Énoncé écrit A
Relevez et recopiez chaque ligne du listing qui contient la chaîne "area", en tenant compte de la casse.

C’est le frère Ibrahim et Samer Baboun qui sont allés chercher Salim dans son atelier, l’année dernière, pour lui offrir les meilleures conditions d’enseignement. Samer gère le centre. Il est fier d’annoncer que “c’est un des ateliers de nacre les mieux équipés au monde en terme sanitaire”. Bien que plusieurs personnes soient au travail, il n’y a pas de poussière en suspension.

En 1905, d’après un recensement et les études Khalil Shokeh, la ville de Bethléem comptait 30% d’artisans soit en nacre soit en bois d’olivier. Photo prise entre 1898 et 1914 © Matson Collection/Library of Congress Washington D.C.

 

“Tout est aspiré au niveau des stations de travail et par les hottes aspirantes que nous avons installées. Dans tous les aspects du travail, nous tendons à nous équiper en vue de faire du développement durable. C’est le confort de l’artisan qui est premier. Pour ce qui est de l’environnement, nous devons encore travailler à récolter la poussière aspirée dans des sacs”, dit-il dans une salle qui pour être propre est tout de même assez bruyante du fait des moteurs.

Samer n’est pas un gérant comme les autres, du reste lui-même préfère le mot de “facilitateur”. Officiellement il est quand même le directeur du centre, mais un directeur qui accueille chacun comme il est et à l’heure où il veut bien venir. “Nous voulons donner à des jeunes le goût de venir. Ils savent que les cours sont répartis sur trois jours de la semaine, et que tous les autres jours l’atelier est ouvert de 8 heures à 20 heures.”

Une croix en cadeau officiel

Tandis qu’il parle, sept personnes sont au travail. Chacun à des stades différents travaillent à confectionner la même croix. Chaque croix demande 20 étapes qui, au total requièrent 35 minutes de travail. “Nous avons eu de la chance. Le jour où nous remettions les diplômes à la première promotion, le custode de Terre Sainte, à l’époque Pierbattista Pizzaballa, nous fit l’honneur de sa présence. Il vit le travail des élèves et demanda si la croix qu’il avait sous les yeux avait bien été faite par nos apprentis. Quand il en eut la confirmation, il en commanda 10 000. Depuis, c’est devenu le cadeau que la Custodie offre à ses visiteurs.”

Samer explique quelle opportunité cela a représenté. “J’ai été longtemps contre le fait de payer les élèves. La première motivation pour travailler la nacre est selon moi l’amour de notre héritage culturel. La seconde motivation est celle d’apprendre un métier.

Informations extraites
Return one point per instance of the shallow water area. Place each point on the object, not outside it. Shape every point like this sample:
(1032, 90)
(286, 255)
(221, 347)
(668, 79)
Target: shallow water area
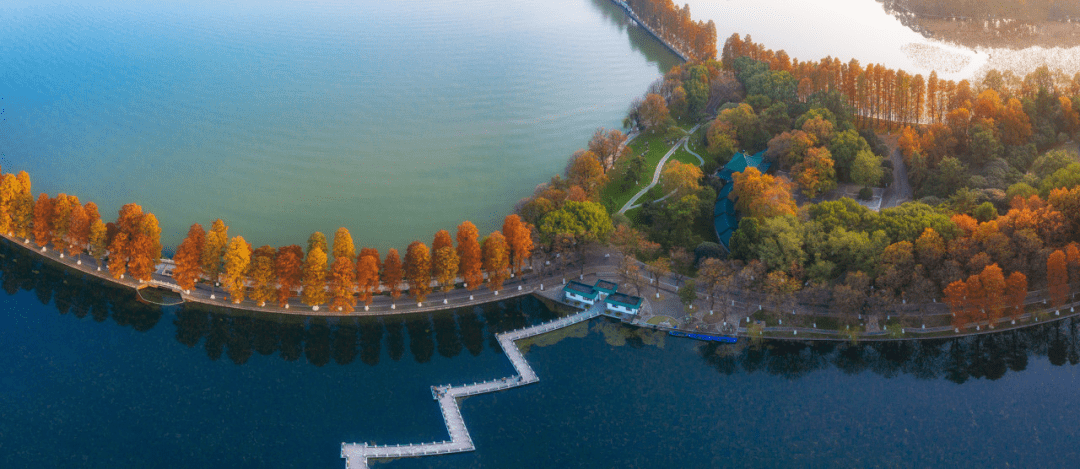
(393, 119)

Énoncé écrit B
Reformulez sous forme de liste le paragraphe du passage choisi qui commence par « Tandis qu'il parle », en conservant ses faits principaux.

Résultat attendu A
Return one point per instance of the shallow water area. Place each point on the object, not outside it. Shape every point like this sample:
Target: shallow water area

Résultat attendu B
- Sept personnes travaillent à confectionner la même croix, chacune à un stade différent.
- Chaque croix demande 20 étapes, soit 35 minutes de travail au total.
- Le jour de la remise des diplômes à la première promotion, le custode de Terre Sainte, à l'époque Pierbattista Pizzaballa, était présent.
- Il a vu le travail des élèves et a demandé si la croix qu'il avait sous les yeux avait été faite par les apprentis.
- Après confirmation, il en a commandé 10 000.
- Depuis, cette croix est le cadeau que la Custodie offre à ses visiteurs.